_Work to be completed_:
Exactly reproduce the lines from the line containing "column 614, row 923" to the end of the data below, inclusive, and nothing else.

_Source data_:
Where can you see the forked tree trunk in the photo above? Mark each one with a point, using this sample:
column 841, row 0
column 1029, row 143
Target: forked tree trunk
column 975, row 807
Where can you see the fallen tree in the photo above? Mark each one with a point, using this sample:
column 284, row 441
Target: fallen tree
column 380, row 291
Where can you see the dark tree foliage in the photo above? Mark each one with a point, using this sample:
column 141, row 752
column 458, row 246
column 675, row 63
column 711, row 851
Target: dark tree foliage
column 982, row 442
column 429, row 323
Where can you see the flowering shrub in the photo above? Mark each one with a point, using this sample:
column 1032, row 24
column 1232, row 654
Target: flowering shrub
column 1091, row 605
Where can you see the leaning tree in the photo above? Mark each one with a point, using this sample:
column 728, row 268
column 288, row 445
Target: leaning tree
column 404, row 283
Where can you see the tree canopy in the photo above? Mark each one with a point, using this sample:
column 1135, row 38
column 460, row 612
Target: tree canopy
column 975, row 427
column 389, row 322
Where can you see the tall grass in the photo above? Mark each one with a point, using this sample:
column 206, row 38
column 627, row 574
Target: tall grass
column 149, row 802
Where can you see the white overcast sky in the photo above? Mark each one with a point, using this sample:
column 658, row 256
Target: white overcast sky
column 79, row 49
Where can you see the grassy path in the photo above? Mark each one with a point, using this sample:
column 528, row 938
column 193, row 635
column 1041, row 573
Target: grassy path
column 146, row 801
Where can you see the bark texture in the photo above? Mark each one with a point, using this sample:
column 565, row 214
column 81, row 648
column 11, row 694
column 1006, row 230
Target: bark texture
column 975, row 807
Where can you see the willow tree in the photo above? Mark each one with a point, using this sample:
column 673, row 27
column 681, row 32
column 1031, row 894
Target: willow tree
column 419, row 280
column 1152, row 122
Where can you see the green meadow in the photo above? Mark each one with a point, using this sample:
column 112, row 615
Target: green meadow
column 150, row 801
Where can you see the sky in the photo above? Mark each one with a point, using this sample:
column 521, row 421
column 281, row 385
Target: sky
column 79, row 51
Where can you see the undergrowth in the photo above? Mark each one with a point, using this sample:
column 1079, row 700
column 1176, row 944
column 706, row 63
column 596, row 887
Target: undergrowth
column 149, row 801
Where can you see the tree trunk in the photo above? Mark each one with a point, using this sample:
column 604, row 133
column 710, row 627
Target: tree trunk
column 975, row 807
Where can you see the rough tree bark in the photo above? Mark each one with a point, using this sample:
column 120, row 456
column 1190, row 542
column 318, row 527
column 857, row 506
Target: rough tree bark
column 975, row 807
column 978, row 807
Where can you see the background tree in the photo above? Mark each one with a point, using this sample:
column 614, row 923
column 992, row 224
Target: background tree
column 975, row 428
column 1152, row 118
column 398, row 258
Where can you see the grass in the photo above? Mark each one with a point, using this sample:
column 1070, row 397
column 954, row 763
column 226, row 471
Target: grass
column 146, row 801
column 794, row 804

_Answer space_:
column 614, row 923
column 992, row 224
Target: background tree
column 975, row 428
column 1152, row 118
column 398, row 258
Where can you see the grass in the photo above? Mark each one with a point, using this sample:
column 1070, row 397
column 954, row 763
column 226, row 471
Target: grass
column 146, row 801
column 794, row 804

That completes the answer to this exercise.